Assigned task:
Restate word for word the line containing "Agricultural drone survey: scan the aerial photo for upper" and each line that follows it, through the last line below, and nothing else.

(Saved data entries)
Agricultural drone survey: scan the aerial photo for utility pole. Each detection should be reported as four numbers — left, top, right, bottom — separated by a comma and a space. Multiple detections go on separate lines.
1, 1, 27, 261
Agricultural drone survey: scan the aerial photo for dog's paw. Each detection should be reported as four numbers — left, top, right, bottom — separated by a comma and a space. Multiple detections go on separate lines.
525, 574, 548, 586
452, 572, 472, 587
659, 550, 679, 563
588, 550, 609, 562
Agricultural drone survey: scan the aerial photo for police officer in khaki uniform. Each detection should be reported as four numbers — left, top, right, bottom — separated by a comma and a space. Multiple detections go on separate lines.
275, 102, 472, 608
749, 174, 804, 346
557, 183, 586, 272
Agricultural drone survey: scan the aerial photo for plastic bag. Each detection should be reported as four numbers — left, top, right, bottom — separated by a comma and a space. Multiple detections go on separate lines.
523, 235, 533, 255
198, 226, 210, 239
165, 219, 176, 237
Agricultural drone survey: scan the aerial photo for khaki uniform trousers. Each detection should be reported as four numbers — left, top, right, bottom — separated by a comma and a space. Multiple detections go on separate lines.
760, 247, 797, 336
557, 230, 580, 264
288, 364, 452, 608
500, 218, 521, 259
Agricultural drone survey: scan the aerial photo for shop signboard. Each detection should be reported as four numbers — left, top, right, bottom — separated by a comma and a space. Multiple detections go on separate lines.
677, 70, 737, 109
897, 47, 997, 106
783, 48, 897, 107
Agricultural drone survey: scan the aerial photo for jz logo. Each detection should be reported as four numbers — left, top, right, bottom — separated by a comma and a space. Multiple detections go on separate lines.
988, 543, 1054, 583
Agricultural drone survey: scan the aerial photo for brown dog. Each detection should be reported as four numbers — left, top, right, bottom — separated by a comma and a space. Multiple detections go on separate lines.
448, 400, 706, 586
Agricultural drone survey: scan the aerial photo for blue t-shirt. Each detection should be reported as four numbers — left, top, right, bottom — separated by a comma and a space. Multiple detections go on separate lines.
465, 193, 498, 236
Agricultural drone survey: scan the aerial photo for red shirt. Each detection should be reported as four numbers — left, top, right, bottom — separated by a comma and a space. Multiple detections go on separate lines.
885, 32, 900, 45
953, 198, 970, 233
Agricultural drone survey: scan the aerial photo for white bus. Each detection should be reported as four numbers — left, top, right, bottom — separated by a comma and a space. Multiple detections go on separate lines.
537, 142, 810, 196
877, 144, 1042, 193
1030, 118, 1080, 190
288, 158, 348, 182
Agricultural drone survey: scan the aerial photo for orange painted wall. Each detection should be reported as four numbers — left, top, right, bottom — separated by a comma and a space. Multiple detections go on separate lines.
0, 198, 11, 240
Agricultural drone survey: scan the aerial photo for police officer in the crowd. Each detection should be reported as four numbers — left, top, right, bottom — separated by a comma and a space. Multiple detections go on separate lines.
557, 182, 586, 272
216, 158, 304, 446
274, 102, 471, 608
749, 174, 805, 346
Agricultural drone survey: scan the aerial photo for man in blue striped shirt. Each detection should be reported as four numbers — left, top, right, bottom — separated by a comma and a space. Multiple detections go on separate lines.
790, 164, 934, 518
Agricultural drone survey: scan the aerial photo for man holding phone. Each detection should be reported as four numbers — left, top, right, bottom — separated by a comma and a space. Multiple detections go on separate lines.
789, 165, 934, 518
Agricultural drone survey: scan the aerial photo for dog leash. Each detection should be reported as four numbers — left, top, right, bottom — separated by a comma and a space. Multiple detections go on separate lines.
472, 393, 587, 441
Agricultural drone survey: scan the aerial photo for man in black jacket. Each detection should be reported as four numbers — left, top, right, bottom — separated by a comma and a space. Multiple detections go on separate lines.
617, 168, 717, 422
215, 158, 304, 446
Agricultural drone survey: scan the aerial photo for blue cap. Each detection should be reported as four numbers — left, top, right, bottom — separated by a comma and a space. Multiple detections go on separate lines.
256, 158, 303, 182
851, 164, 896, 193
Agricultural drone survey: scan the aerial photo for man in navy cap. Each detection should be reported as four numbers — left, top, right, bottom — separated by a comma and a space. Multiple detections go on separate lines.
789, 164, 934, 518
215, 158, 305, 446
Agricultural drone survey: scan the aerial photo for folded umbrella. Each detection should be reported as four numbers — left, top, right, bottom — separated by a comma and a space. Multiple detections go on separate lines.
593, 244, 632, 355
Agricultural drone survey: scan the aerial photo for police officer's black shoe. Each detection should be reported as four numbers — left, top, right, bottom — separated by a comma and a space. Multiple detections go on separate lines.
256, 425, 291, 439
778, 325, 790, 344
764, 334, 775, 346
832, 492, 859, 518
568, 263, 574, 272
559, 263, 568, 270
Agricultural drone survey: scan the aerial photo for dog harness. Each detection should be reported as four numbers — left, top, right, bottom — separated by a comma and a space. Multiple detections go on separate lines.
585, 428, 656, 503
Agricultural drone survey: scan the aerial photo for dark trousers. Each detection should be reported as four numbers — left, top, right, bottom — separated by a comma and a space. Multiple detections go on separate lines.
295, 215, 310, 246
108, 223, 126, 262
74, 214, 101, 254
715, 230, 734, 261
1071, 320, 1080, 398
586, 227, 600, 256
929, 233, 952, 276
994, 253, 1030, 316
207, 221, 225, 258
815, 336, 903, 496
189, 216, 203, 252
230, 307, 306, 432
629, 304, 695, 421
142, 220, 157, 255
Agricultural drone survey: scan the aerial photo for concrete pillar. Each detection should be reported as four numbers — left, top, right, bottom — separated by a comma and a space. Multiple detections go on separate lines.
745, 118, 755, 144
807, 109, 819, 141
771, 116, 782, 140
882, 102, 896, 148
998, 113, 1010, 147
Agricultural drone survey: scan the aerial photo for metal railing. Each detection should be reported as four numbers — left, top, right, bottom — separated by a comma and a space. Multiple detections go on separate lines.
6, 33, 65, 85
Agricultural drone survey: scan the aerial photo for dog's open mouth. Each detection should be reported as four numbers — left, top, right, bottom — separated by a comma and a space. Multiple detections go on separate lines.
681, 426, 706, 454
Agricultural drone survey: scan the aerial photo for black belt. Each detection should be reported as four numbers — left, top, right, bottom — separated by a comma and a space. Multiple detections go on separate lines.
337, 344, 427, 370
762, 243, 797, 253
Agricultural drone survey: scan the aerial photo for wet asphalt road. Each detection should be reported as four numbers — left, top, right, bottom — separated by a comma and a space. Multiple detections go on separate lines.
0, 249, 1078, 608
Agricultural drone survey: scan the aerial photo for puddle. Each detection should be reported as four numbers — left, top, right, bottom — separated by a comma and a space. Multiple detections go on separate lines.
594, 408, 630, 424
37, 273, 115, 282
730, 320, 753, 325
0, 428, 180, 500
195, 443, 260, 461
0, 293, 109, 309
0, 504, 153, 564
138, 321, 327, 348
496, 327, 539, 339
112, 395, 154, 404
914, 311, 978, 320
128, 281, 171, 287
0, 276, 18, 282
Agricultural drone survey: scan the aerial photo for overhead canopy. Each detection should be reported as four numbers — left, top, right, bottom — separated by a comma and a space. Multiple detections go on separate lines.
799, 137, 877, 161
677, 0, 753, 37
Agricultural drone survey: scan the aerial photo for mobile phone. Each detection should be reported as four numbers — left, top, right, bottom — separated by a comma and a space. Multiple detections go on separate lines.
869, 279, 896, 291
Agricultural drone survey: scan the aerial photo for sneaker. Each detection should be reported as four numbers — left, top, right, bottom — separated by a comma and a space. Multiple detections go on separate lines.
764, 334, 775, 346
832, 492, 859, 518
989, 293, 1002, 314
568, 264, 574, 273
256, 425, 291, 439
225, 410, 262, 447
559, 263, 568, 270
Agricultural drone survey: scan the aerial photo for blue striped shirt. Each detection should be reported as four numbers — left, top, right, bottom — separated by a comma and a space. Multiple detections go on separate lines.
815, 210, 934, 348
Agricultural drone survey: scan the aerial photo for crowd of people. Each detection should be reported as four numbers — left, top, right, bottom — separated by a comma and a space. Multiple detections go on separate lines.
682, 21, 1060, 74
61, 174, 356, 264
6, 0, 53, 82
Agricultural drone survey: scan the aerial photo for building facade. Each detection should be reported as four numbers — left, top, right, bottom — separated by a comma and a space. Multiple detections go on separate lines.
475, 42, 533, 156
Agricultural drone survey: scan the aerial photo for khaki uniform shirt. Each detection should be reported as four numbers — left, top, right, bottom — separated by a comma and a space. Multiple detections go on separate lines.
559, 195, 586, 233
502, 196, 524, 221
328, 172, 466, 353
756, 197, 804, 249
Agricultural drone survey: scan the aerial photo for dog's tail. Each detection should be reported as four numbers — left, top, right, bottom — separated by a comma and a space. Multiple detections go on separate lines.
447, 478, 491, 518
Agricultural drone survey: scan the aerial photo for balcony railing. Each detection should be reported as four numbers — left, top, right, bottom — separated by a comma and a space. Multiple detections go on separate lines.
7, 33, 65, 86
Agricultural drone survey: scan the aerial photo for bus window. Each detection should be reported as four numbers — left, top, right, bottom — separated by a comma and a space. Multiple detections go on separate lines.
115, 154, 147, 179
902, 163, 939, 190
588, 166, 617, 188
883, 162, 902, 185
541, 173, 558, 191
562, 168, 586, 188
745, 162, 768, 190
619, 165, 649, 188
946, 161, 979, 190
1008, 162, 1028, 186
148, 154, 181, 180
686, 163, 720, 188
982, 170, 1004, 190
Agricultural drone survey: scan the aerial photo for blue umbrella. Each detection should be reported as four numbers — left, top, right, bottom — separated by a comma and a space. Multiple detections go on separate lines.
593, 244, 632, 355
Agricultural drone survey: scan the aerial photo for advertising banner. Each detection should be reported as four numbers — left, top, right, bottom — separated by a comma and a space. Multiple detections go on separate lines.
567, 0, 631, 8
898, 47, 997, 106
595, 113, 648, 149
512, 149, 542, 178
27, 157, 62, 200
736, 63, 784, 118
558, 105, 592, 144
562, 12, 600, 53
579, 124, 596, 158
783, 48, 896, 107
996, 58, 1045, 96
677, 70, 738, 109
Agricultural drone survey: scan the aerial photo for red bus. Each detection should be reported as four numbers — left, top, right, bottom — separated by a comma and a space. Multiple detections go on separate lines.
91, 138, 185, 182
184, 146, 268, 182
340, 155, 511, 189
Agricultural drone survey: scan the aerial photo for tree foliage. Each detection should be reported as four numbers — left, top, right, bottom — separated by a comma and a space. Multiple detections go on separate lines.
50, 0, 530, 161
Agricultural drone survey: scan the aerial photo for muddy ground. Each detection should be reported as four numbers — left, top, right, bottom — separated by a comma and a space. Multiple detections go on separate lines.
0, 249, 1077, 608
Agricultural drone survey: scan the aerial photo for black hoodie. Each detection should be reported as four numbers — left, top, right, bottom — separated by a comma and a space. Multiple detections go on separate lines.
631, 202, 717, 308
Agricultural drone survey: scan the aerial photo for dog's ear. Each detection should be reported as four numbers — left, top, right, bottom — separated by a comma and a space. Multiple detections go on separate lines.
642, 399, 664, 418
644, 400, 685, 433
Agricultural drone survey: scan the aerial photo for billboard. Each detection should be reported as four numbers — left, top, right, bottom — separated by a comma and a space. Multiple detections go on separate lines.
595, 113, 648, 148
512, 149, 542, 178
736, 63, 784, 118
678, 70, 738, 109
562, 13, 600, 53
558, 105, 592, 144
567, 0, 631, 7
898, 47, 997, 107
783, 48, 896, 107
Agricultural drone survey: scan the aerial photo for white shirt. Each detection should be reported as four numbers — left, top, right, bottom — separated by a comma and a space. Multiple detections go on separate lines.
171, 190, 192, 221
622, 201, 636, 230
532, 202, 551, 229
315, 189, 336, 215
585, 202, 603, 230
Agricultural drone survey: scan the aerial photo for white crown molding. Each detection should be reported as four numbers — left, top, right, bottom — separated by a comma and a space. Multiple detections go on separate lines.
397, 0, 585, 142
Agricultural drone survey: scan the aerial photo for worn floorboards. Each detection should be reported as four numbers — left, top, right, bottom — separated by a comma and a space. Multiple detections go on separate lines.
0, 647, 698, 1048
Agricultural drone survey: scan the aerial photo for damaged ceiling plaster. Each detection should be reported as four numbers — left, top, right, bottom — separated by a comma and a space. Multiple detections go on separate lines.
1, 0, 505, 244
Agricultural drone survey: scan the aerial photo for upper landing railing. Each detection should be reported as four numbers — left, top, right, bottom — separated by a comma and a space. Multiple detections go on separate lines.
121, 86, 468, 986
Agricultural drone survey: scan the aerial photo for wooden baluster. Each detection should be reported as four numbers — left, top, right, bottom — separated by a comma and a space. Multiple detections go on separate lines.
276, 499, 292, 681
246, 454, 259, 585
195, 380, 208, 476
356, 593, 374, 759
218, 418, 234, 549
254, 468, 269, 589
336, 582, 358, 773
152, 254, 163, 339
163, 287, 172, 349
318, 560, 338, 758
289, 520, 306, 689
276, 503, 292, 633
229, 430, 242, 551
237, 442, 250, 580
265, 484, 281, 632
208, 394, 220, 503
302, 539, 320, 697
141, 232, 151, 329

Response box:
Agricultural drone survey: scan the aerial photo for upper landing railing. Each detection should be reported as four numbers — left, top, right, bottom — separated by a comma and a space. Multiple detections go on separate lines.
121, 86, 468, 986
Agricultural drone survey: scan the aerial photo for wooden baluster. Each detection should be reported as four numbers — left, top, right, bottom — separated by a comma and a space. Multiple detections go on separate lines.
276, 499, 292, 681
246, 454, 259, 585
195, 380, 208, 476
356, 593, 374, 759
218, 418, 234, 549
254, 468, 269, 589
336, 582, 358, 773
152, 254, 163, 339
163, 287, 172, 349
318, 560, 338, 758
289, 520, 306, 689
276, 503, 292, 633
229, 430, 242, 551
237, 442, 250, 580
265, 484, 281, 632
208, 394, 220, 503
302, 539, 320, 697
141, 232, 151, 329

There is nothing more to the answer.